▶ **TO BE DONE**
1 - Answer these about the chalk-drawing post:
(a) What term do the narrator's friends use for the girl part?
(b) What device was the husband looking at when the child screamed?
(c) What color did the child say she had chalked herself?
2 - Could you retype the chalk-drawing post exactly, starting with "I think hubby" and going on through "lives are complete."?

▶ **DOCUMENT EXCERPT**
-- -- --

Now, I have encountered a little resistance to this practice from other mom friends who are OB/GYNs. (Just kidding. I am not friends with any OB/GYNS - except my own. My friends just act like OB/GYNs sometimes. Apparently.) These OB/GYN acting friends get even more technical with the girl part and call it a "labia."
I don't do that for two reasons. 1. I absolutely abhor that word "labia." It just sounds awful. And I hate the "minor" and "major" even more. Are we playing fuc&ing music here? 2. Who cares once you are down in that nether region what the hell it's technically technically called? 3. (okay three reasons) I think "Vagina" covers the entire region nicely and it, more or less, rolls off the tongue. (Ha! I said, "vagina" rolls off your tongue. Hubby would be so proud.)
Back to my post - which, if you don't remember was about CSI chalk drawings - so, baby runs back to hubby and me and screams that her PA-GINA is pink! I immediately gag on beer and hubby glances up from his iTouch and says, "WHAT did she just say???"
"Her pa-gina is pink."
Hubby said, "Oh my GAWD. Fabulous." I don't think that's what he really said, but that's how it translated. Close enough.
Girl 3 then proceeded, "LOOK GUYS! COME SEE! I CHALKED MY PA-GINA PINK!!! SEE IT? DO YOU LIKE MY PINK PA-GINA???"
I think hubby died then. Then when he came back to life I think he said, "Make her stop," weakly through his snorts of laughter.
While I said, "Oh, I can't wait for her to go school and say that."
While Baby continued to scream for the neighbors and everyone to hear, "DADDY COME SEE MY PINK PAGINA."
How beautiful is this, guys? We have gone from What the Focka? to The Pagina Dialogues. Perfect. Our lives are complete.

-- -- --

▶ **DATA**

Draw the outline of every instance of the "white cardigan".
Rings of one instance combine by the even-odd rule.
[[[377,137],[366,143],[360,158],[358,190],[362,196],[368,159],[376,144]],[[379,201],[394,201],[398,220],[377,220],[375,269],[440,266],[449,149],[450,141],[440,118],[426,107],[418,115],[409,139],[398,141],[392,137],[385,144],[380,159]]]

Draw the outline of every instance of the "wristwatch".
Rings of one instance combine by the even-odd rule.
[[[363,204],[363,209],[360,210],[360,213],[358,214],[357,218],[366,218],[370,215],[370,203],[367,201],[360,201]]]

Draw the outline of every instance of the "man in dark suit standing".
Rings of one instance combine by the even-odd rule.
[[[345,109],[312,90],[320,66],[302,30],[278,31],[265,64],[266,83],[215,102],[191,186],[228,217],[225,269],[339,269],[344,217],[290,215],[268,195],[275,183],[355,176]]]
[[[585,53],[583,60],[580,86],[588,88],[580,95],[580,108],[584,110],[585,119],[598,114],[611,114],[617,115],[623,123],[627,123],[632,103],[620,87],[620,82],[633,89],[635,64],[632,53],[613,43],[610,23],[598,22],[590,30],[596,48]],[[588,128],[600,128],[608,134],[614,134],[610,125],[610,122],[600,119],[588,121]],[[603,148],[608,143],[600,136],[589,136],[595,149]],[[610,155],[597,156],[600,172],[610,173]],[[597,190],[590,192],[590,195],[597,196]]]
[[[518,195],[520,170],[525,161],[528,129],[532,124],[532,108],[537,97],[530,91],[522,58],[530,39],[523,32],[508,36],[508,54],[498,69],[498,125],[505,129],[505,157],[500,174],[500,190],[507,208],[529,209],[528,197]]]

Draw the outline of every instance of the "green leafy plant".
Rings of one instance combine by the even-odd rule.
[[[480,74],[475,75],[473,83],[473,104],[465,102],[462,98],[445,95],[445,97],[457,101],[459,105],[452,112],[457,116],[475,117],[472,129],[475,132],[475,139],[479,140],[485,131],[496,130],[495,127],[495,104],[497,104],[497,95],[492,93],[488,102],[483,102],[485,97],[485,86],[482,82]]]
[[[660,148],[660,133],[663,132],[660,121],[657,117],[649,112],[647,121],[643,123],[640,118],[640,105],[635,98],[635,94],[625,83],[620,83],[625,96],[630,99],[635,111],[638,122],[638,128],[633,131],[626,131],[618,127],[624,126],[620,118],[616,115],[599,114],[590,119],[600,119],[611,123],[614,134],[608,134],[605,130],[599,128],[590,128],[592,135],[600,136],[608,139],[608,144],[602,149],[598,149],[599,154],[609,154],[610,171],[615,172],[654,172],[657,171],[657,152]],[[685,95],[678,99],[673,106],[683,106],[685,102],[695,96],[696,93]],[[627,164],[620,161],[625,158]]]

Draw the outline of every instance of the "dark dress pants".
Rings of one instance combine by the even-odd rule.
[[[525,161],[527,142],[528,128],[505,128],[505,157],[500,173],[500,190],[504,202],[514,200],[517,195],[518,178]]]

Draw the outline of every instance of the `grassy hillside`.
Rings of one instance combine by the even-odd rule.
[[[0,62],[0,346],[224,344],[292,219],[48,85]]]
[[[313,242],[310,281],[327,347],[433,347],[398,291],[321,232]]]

-- -- --

▶ **SOLUTIONS**
1 -
(a) "Labia"
(b) His iTouch
(c) Pink

2 -
I think hubby died then. Then when he came back to life I think he said, "Make her stop," weakly through his snorts of laughter.
While I said, "Oh, I can't wait for her to go school and say that."
While Baby continued to scream for the neighbors and everyone to hear, "DADDY COME SEE MY PINK PAGINA."
How beautiful is this, guys? We have gone from What the Focka? to The Pagina Dialogues. Perfect. Our lives are complete.